What to do - Copy out each of the following lines word for word, leaving out the pictures.

☆ ☆ ☆ ☆ ☆

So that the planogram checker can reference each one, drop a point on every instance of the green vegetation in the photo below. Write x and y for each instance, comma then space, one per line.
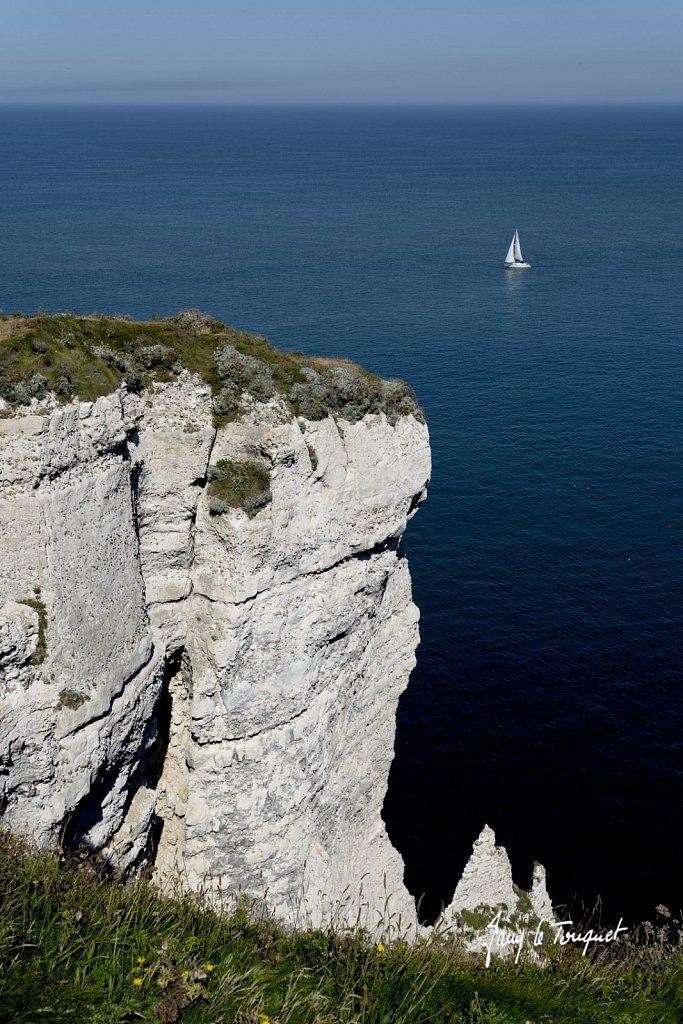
239, 484
88, 356
312, 455
76, 946
36, 602
72, 698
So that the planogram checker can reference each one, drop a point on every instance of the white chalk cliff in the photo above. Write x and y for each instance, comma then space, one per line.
215, 693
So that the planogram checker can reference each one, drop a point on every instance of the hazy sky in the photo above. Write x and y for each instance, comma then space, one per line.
350, 51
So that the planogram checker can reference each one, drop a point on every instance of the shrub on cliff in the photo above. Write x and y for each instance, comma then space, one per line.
87, 356
239, 484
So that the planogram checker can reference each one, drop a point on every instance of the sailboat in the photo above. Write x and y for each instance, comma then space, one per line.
514, 257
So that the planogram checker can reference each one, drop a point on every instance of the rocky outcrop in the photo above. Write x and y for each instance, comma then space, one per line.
216, 693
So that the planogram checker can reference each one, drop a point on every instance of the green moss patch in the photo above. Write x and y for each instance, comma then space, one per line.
40, 652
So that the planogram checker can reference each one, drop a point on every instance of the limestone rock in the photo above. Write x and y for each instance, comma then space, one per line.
218, 692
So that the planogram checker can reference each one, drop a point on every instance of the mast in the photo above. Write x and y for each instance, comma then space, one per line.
517, 249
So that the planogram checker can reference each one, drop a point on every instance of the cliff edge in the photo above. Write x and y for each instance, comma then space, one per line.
205, 611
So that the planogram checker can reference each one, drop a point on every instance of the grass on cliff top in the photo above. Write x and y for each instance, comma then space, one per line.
76, 946
89, 356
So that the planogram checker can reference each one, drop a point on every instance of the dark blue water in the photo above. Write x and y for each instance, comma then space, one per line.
548, 562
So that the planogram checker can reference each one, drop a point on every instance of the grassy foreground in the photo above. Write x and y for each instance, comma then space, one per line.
76, 946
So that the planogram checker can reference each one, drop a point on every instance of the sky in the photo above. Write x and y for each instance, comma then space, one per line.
315, 51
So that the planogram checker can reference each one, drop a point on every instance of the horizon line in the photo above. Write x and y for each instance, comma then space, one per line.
336, 104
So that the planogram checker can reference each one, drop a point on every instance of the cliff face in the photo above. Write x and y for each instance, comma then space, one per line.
214, 692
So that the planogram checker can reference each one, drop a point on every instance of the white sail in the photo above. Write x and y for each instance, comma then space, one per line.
517, 249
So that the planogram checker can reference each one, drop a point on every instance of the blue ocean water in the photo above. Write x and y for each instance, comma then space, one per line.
548, 562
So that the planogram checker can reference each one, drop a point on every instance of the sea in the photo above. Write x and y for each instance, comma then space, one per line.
548, 560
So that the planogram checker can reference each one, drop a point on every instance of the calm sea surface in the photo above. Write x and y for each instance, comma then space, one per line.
548, 562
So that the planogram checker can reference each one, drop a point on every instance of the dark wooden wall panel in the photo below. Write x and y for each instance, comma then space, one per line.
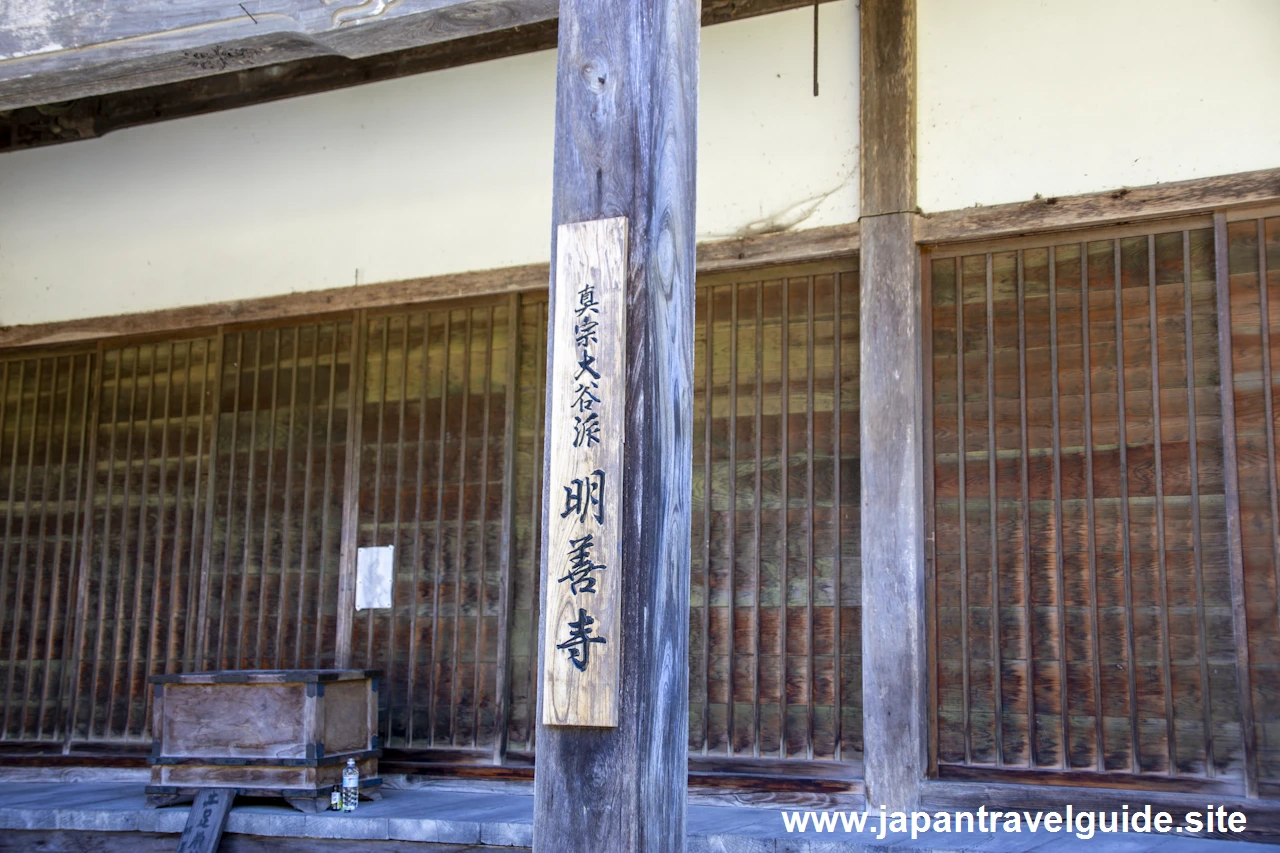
44, 422
776, 598
1253, 268
137, 600
435, 404
1083, 614
270, 596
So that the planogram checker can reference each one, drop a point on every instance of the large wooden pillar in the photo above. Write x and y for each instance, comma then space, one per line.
626, 108
895, 697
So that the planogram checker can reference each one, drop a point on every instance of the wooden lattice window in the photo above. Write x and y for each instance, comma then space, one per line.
1082, 614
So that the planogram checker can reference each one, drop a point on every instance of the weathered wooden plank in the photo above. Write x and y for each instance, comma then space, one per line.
234, 86
887, 51
206, 820
581, 660
895, 653
892, 534
1232, 487
626, 117
1112, 206
351, 497
59, 51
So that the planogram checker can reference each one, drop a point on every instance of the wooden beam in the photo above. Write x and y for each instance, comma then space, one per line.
90, 117
626, 112
1109, 208
718, 256
895, 674
58, 51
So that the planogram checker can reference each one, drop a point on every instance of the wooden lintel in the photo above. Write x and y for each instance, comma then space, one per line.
62, 117
717, 256
1109, 208
56, 53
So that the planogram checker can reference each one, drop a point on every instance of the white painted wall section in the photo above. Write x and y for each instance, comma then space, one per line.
1069, 96
438, 173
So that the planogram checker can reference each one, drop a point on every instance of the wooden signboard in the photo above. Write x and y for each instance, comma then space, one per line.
584, 527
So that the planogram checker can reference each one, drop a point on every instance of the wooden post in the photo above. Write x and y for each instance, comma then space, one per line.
625, 146
895, 696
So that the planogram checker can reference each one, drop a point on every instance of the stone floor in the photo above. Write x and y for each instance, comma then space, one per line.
504, 820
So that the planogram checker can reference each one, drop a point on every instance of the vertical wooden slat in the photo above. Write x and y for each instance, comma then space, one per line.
268, 507
183, 574
309, 461
759, 539
1232, 480
709, 327
809, 442
40, 568
287, 521
439, 530
321, 588
410, 694
159, 574
506, 600
122, 569
86, 555
219, 657
963, 507
837, 509
1157, 441
732, 521
462, 530
1197, 544
58, 553
1024, 475
785, 562
65, 705
400, 500
1059, 575
206, 559
142, 530
1130, 649
251, 456
351, 495
536, 500
13, 483
1269, 407
484, 538
16, 606
1091, 516
997, 678
359, 442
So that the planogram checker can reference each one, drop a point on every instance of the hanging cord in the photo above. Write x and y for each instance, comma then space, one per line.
816, 48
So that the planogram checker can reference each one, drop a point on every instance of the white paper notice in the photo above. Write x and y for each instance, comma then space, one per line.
374, 576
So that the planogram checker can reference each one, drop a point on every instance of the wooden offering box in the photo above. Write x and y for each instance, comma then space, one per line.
284, 733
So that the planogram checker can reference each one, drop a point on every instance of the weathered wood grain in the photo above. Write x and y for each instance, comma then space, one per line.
586, 402
233, 87
58, 53
206, 820
626, 146
895, 643
1109, 208
892, 534
887, 146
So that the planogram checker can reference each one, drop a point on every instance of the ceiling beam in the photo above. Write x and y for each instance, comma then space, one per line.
88, 117
58, 50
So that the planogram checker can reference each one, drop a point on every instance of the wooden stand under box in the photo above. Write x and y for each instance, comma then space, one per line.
283, 733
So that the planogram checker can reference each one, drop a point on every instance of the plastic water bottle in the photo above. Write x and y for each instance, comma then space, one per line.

☆ ☆ ☆ ☆ ☆

Finished answer -
So that the planogram checker can reference each one, drop a point on every instance of the green vegetation in the photo below. Write x and y for each instance, comma then space, one per line.
239, 484
88, 356
312, 455
76, 946
36, 602
72, 698
So that the planogram checker can reference each one, drop a point on every instance of the white chalk cliff in the photo above. Write x and y for each instance, comma then space, one per line.
215, 693
So that the planogram checker can reference each one, drop a point on every instance of the hazy sky in the photo above. Write x and y for each instance, comma then space, one per line.
350, 51
So that the planogram checker can reference each one, drop a point on every instance of the shrub on cliff in the photo above. Write x and y for each instance, comma then space, one per line.
87, 356
239, 484
So that the planogram checker can reference each one, drop a point on every instance of the sailboat in the photo above. Write x and y for each instance, comma then space, one per line.
514, 257
So that the planogram checker can reference each one, drop a point on every instance of the rocky outcrop in the photo above. Write x and y for each instance, comma then space, one per line.
216, 693
So that the planogram checker can reference each one, drop a point on every instance of the green moss patch in the photo above. Write x and y for each instance, comma then space, one per line.
40, 652
So that the planogram checker can reference each one, drop a point on every instance of the limestone rock in the photo above. Write x and y for each instance, comma then space, one per line.
218, 692
So that the planogram checker can reference each one, drop a point on every instance of the mast in the photo above. Write x and y for each instance, comma then space, one per line.
517, 249
So that the planogram checker can reference each one, drop a point on every instance of the cliff edge in the photo above. Write x and y for each instance, comma then space, one per line.
205, 611
So that the planogram checker can reference each one, drop a point on every instance of the grass on cliff top in the photo above. Write x and y for each instance, comma then space, one per line.
76, 946
89, 356
So that the planogram checker can reference each one, drop a point on every instance of the dark blue water in the photo above. Write x and y for each instance, comma then space, one per line.
548, 562
So that the planogram checker can reference each one, drop a point on every instance of the grassy foreground in the photo above. Write x and y for each instance, comma then space, one per line.
76, 946
So that the planogram checker can reference each one, drop a point on every instance of the sky in the photo above. Write x and y for each instance, comma then space, one per line.
315, 51
So that the planogram checker can reference each one, drop a point on every instance of the horizon line in the photo above. Write x and y for each instance, comma then space, one per line.
336, 104
So that the planogram checker can reference each one, drop a point on every instance of the cliff face in the photo above. Write x and y for each instance, comma then space, one per line.
214, 692
So that the planogram checker can reference each one, drop a point on every instance of the white sail in the photo above. Write x and y for each instance, comma then space, one per line.
517, 249
So that the planogram checker can reference each one, drop a point on every instance of the blue ocean water in the photo above. Write x and y for each instance, comma then space, one per line.
548, 562
So that the planogram checker can reference each one, drop a point on every instance of the sea in the photo above. Write x and y for each instance, comma then space, one per line.
548, 560
So that the planogram checker can reference each one, drop a point on every instance of the calm sea surface in the photo above. Write x and y for each instance, comma then space, one per line.
548, 562
So that the planogram checker can reference each one, drop a point on every instance of the dark wooden wall panel in the photo below. Write x and y for each instance, comma then space, one per line.
44, 422
776, 598
1253, 268
137, 600
435, 404
1083, 614
270, 596
So that the planogram checker can reference each one, drop a point on every instance of the large wooden pillar in the photo above. Write x and y for each instance, comma then space, one per line.
626, 108
895, 697
So that the planogram checker can reference each one, drop a point on every instance of the wooden lattice window in the photo above. Write x and y for each instance, comma then space, one per line.
1082, 614
So that the planogram checker can reference each one, drop a point on every instance of the weathered wooden plank in the photo above. Write x and y for each instance, comma then space, one per line.
234, 86
887, 51
206, 820
581, 660
895, 653
892, 534
1232, 487
626, 117
1112, 206
351, 497
59, 51
So that the planogram checker can reference each one, drop a point on every instance of the wooden beam in the photo above. Write x and y for each instance, comma then space, one per line.
90, 117
626, 112
1109, 208
718, 256
895, 674
58, 51
So that the planogram checker can reference each one, drop a point on every instance of the wooden lintel in the photo above. Write x and y for each instance, comma then space, one per line.
62, 117
717, 256
1109, 208
56, 53
So that the planogram checker can reference each one, drop a point on every instance of the white painted wall section in the photo above. Write x and y for each instance, comma then space, one per line.
1069, 96
438, 173
So that the planogram checker can reference each one, drop a point on every instance of the wooden signboard in the photo above. Write x and y for each instance, comma then space, one per line.
584, 527
So that the planogram checker can reference each one, drop a point on every instance of the wooden post in the photo above. Write x and y for each instance, comma then space, one per line.
625, 146
895, 696
So that the planogram checker can reference each one, drop a point on every instance of the stone floor in the photo above. Write x and y for each instance, comma then space, one per line.
504, 820
So that the planogram checker can reference each one, drop a point on every instance of the vertical wooden slat in the photo above. Write x and y for each instance, comma then space, one per line.
268, 507
183, 574
309, 461
759, 539
1232, 480
709, 327
809, 442
40, 568
287, 521
439, 530
321, 588
410, 694
159, 574
506, 600
122, 569
86, 555
219, 657
963, 507
837, 509
1157, 441
732, 521
462, 530
1197, 544
58, 553
1024, 475
785, 562
65, 705
400, 500
1059, 575
206, 559
142, 530
1130, 649
251, 456
351, 495
536, 500
13, 483
1269, 407
484, 538
16, 606
1091, 516
997, 678
359, 442
So that the planogram checker can reference each one, drop a point on every instance of the hanging cord in the photo above. Write x and y for each instance, comma then space, one per line.
816, 48
So that the planogram checker can reference each one, drop a point on every instance of the white paper notice in the photo above. Write x and y for each instance, comma then space, one per line.
374, 576
So that the planogram checker can reference each one, drop a point on every instance of the wooden offering box in the photo above. Write x and y for each instance, comma then space, one per line.
284, 733
So that the planogram checker can reference each one, drop a point on every instance of the weathered wood grain in the photo above. Write x and y for each instance, comma then space, one per line.
586, 402
233, 87
58, 53
206, 820
626, 146
895, 643
1109, 208
892, 534
887, 146
So that the planogram checker can reference each one, drop a point on every instance of the ceiling beam in the photo above. Write x and y for each instance, comma then space, one per line.
88, 117
58, 50
So that the planogram checker can reference each one, drop a point on every instance of the wooden stand under box in the photo above. Write x and y for each instance, comma then space, one per line.
283, 733
So that the planogram checker can reference each one, drop a point on every instance of the plastic water bottle in the photo above. Write x and y for each instance, comma then space, one per line.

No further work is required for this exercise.